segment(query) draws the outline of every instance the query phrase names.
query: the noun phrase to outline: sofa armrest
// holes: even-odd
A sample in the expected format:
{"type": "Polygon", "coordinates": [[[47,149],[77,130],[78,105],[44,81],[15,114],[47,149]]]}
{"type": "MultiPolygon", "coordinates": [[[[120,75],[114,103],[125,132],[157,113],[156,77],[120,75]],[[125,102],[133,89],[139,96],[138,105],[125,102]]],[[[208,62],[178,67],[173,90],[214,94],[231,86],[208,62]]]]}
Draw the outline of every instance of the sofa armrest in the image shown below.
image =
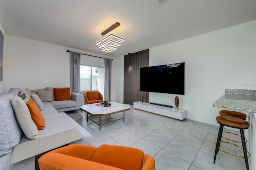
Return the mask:
{"type": "Polygon", "coordinates": [[[84,95],[78,93],[71,93],[71,100],[76,102],[76,106],[80,107],[84,105],[84,95]]]}
{"type": "Polygon", "coordinates": [[[14,148],[11,163],[25,160],[83,137],[77,130],[72,129],[19,144],[14,148]]]}

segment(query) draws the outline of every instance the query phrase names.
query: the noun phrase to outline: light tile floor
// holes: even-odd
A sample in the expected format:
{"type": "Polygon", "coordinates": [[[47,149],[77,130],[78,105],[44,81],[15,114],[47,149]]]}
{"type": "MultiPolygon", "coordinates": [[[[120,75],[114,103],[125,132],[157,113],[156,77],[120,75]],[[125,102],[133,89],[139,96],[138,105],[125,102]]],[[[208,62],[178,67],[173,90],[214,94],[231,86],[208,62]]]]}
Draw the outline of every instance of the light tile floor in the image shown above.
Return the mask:
{"type": "MultiPolygon", "coordinates": [[[[98,125],[90,120],[87,122],[85,112],[77,110],[66,113],[91,133],[92,146],[109,144],[138,148],[154,158],[157,170],[246,169],[244,159],[221,151],[213,164],[217,126],[187,119],[176,120],[134,109],[131,106],[130,110],[125,112],[124,122],[120,120],[103,125],[99,130],[98,125]]],[[[122,116],[121,112],[102,119],[110,121],[122,116]]],[[[232,134],[225,135],[240,140],[232,134]]],[[[230,153],[243,155],[242,150],[237,147],[225,144],[221,146],[230,153]]]]}

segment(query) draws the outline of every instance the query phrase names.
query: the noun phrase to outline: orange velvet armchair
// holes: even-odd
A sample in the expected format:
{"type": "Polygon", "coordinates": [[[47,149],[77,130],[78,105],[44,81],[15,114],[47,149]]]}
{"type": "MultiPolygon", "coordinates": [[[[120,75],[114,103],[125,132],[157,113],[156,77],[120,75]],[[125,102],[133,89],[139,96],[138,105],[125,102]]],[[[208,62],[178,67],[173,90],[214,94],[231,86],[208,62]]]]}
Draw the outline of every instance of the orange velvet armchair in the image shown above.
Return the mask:
{"type": "Polygon", "coordinates": [[[103,102],[102,95],[98,91],[85,92],[84,97],[86,104],[103,102]]]}
{"type": "Polygon", "coordinates": [[[155,166],[154,158],[140,149],[107,144],[68,145],[44,154],[38,163],[40,170],[154,170],[155,166]]]}

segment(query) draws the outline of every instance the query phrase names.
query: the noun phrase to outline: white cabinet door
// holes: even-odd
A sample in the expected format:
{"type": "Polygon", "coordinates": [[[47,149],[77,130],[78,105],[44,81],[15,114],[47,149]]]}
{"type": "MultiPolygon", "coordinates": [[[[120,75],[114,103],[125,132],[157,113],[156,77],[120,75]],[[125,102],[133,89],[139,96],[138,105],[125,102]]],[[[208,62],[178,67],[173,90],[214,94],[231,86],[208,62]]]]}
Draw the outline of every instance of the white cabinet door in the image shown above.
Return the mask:
{"type": "Polygon", "coordinates": [[[154,107],[153,112],[154,113],[156,113],[163,116],[166,116],[166,109],[154,107]]]}

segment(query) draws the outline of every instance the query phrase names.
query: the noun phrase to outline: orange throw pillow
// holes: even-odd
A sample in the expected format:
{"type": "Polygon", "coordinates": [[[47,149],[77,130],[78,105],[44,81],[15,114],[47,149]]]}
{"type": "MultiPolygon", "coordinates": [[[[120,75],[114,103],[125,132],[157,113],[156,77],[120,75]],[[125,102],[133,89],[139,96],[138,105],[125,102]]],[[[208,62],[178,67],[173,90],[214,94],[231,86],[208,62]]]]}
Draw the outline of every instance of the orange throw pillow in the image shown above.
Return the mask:
{"type": "Polygon", "coordinates": [[[31,118],[38,129],[42,130],[45,127],[45,119],[35,102],[31,98],[27,103],[27,106],[31,115],[31,118]]]}
{"type": "Polygon", "coordinates": [[[53,88],[55,101],[66,100],[71,100],[70,88],[53,88]]]}

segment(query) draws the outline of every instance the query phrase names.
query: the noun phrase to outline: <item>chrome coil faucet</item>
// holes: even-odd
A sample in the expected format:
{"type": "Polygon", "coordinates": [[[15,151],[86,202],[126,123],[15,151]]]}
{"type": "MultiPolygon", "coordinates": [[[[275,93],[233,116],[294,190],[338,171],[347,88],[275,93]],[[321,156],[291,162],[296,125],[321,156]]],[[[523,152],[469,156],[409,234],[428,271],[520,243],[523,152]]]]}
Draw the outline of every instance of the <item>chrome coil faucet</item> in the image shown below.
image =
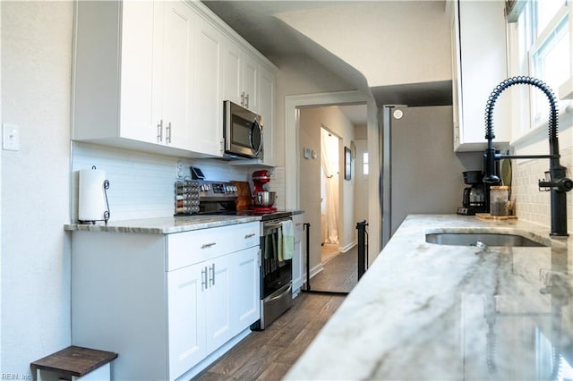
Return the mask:
{"type": "Polygon", "coordinates": [[[557,139],[557,101],[552,89],[542,80],[526,76],[512,77],[500,83],[490,95],[485,106],[485,176],[486,185],[499,184],[500,178],[494,173],[494,162],[501,158],[548,158],[550,160],[550,178],[539,181],[539,188],[551,190],[552,231],[551,235],[567,236],[567,192],[573,189],[573,182],[567,178],[567,168],[560,164],[559,141],[557,139]],[[500,155],[495,153],[492,140],[493,133],[493,106],[500,94],[513,85],[530,85],[541,89],[549,99],[549,155],[500,155]]]}

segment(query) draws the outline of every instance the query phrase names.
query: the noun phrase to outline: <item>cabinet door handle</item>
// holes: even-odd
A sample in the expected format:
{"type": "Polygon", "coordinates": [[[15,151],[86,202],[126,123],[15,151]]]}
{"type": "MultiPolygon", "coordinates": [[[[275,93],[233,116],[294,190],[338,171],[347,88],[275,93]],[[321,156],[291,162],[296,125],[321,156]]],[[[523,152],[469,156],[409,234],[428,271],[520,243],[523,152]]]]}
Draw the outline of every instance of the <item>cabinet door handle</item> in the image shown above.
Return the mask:
{"type": "Polygon", "coordinates": [[[207,287],[209,287],[209,284],[207,284],[207,267],[201,270],[201,291],[207,290],[207,287]]]}
{"type": "Polygon", "coordinates": [[[215,285],[215,264],[211,265],[211,267],[209,267],[209,272],[210,273],[209,282],[212,286],[214,286],[215,285]]]}
{"type": "Polygon", "coordinates": [[[163,119],[159,121],[159,124],[158,124],[158,143],[163,141],[163,119]]]}
{"type": "Polygon", "coordinates": [[[171,122],[167,123],[167,126],[165,128],[166,137],[165,142],[167,144],[171,144],[171,122]]]}

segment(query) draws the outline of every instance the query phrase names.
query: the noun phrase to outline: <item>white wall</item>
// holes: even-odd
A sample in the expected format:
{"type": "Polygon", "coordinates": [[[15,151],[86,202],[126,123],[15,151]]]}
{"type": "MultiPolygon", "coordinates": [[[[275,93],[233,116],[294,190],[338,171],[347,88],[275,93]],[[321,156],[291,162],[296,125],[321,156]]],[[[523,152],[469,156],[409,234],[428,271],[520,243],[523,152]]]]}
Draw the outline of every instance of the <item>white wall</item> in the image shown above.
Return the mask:
{"type": "Polygon", "coordinates": [[[371,88],[451,80],[443,1],[355,2],[278,17],[355,67],[371,88]]]}
{"type": "Polygon", "coordinates": [[[2,373],[70,344],[70,83],[73,3],[2,7],[2,373]],[[9,224],[6,224],[9,222],[9,224]]]}
{"type": "Polygon", "coordinates": [[[186,159],[74,142],[73,155],[72,216],[78,218],[78,171],[95,165],[106,171],[110,221],[173,216],[174,183],[199,167],[206,180],[247,182],[255,168],[218,159],[186,159]],[[181,169],[178,169],[178,165],[181,169]]]}

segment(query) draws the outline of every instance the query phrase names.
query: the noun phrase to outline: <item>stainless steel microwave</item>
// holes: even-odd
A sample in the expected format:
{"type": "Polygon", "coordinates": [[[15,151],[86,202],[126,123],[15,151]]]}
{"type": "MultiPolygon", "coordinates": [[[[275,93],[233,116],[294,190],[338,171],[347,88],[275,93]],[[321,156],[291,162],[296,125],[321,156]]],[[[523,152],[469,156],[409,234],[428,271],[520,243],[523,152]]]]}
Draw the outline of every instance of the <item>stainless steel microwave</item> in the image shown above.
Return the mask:
{"type": "Polygon", "coordinates": [[[262,117],[230,100],[224,102],[225,157],[262,158],[262,117]]]}

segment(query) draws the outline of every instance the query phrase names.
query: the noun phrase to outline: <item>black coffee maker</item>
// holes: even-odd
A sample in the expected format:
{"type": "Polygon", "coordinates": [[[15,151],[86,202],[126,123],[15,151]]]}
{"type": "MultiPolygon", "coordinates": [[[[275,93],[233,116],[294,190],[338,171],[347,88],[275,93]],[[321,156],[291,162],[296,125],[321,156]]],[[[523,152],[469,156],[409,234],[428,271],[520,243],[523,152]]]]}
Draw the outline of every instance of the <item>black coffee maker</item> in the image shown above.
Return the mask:
{"type": "Polygon", "coordinates": [[[476,213],[485,213],[485,190],[483,189],[483,174],[482,171],[466,171],[462,173],[464,182],[468,187],[464,188],[462,207],[458,208],[458,215],[475,216],[476,213]]]}

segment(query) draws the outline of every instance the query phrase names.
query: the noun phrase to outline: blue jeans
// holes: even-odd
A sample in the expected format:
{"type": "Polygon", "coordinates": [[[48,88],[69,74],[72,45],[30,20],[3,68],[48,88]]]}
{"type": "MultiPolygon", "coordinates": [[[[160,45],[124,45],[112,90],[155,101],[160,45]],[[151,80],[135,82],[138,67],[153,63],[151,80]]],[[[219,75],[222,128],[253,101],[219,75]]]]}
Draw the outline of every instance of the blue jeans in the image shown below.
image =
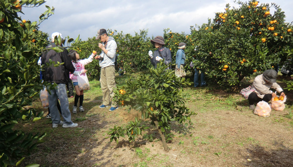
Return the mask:
{"type": "Polygon", "coordinates": [[[64,123],[71,125],[73,122],[71,121],[71,114],[69,110],[69,103],[66,91],[66,85],[59,84],[56,88],[57,89],[51,90],[51,95],[48,93],[48,99],[49,99],[49,106],[52,122],[55,124],[60,123],[60,114],[57,106],[57,100],[59,98],[60,100],[62,117],[64,123]]]}
{"type": "Polygon", "coordinates": [[[193,78],[193,82],[194,83],[194,87],[197,87],[199,86],[204,86],[206,85],[206,81],[205,81],[205,72],[202,72],[200,73],[200,85],[198,82],[198,71],[196,69],[194,69],[194,78],[193,78]]]}

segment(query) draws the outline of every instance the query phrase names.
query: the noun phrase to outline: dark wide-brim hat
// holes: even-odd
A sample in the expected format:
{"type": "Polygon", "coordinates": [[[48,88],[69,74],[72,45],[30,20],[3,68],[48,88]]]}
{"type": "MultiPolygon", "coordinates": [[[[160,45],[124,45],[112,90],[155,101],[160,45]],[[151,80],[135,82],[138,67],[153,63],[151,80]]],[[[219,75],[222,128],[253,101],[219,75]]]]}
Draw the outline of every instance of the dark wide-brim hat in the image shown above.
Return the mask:
{"type": "Polygon", "coordinates": [[[105,34],[107,34],[108,35],[108,33],[107,33],[107,30],[105,29],[100,29],[98,31],[98,34],[97,35],[97,37],[96,38],[96,40],[98,40],[100,39],[100,37],[101,35],[104,35],[105,34]]]}
{"type": "Polygon", "coordinates": [[[273,70],[266,70],[263,74],[265,79],[270,83],[276,82],[277,75],[277,72],[273,70]]]}
{"type": "Polygon", "coordinates": [[[162,45],[165,45],[165,40],[164,38],[161,36],[157,36],[155,37],[155,39],[150,40],[150,42],[152,45],[155,45],[155,43],[161,44],[162,45]]]}

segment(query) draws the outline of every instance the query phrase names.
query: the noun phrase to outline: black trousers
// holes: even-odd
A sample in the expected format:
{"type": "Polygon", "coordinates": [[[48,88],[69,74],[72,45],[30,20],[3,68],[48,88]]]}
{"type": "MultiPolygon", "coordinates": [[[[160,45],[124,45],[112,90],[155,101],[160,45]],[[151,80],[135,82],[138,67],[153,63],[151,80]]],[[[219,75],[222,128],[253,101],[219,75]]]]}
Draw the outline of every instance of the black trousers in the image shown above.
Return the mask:
{"type": "Polygon", "coordinates": [[[263,98],[261,98],[257,96],[256,93],[252,92],[248,96],[248,100],[249,101],[249,104],[254,104],[254,103],[257,103],[261,101],[265,101],[266,102],[269,102],[272,99],[272,94],[266,94],[263,98]]]}

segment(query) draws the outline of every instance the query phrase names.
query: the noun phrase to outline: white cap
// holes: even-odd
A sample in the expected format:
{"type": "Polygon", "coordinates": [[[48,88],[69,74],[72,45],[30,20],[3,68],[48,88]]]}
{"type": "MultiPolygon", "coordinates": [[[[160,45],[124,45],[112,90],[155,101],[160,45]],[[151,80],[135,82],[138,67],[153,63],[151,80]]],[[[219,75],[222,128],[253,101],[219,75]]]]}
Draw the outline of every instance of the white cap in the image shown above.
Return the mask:
{"type": "Polygon", "coordinates": [[[59,36],[59,35],[60,35],[60,37],[61,37],[62,39],[63,39],[63,37],[62,37],[62,34],[58,32],[55,32],[52,34],[52,39],[54,39],[55,36],[59,36]]]}

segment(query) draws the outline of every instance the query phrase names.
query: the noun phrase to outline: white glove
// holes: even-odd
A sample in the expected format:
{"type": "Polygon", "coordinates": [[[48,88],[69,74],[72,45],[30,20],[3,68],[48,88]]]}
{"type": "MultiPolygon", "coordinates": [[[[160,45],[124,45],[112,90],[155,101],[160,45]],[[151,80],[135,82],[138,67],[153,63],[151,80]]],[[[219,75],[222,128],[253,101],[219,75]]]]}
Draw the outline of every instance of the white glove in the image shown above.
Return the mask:
{"type": "Polygon", "coordinates": [[[148,51],[148,55],[149,56],[151,59],[152,58],[152,51],[148,51]]]}
{"type": "Polygon", "coordinates": [[[160,57],[160,56],[156,57],[156,60],[157,61],[160,61],[162,60],[163,60],[163,59],[162,58],[161,58],[161,57],[160,57]]]}

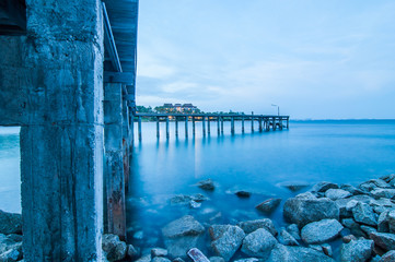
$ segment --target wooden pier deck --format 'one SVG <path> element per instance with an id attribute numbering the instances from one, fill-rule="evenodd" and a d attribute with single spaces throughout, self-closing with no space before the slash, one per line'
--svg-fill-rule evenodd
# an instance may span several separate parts
<path id="1" fill-rule="evenodd" d="M 193 123 L 193 135 L 196 134 L 195 122 L 202 122 L 202 135 L 210 134 L 210 122 L 217 122 L 217 133 L 223 134 L 223 122 L 231 122 L 231 134 L 235 133 L 234 122 L 242 122 L 242 133 L 245 132 L 245 121 L 251 121 L 251 131 L 254 132 L 254 122 L 258 124 L 258 131 L 282 130 L 289 129 L 289 116 L 272 116 L 272 115 L 240 115 L 240 114 L 143 114 L 137 112 L 133 116 L 135 121 L 138 122 L 138 136 L 142 139 L 141 122 L 142 118 L 149 118 L 151 121 L 156 121 L 156 136 L 160 138 L 160 122 L 165 122 L 166 138 L 170 138 L 170 121 L 175 123 L 175 135 L 178 135 L 178 122 L 185 122 L 185 136 L 188 138 L 188 122 Z M 207 124 L 206 124 L 207 123 Z"/>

TASK DIRECTIONS: How many lines of the listing above contain the string "pillow"? Give only the number.

REPLY: 2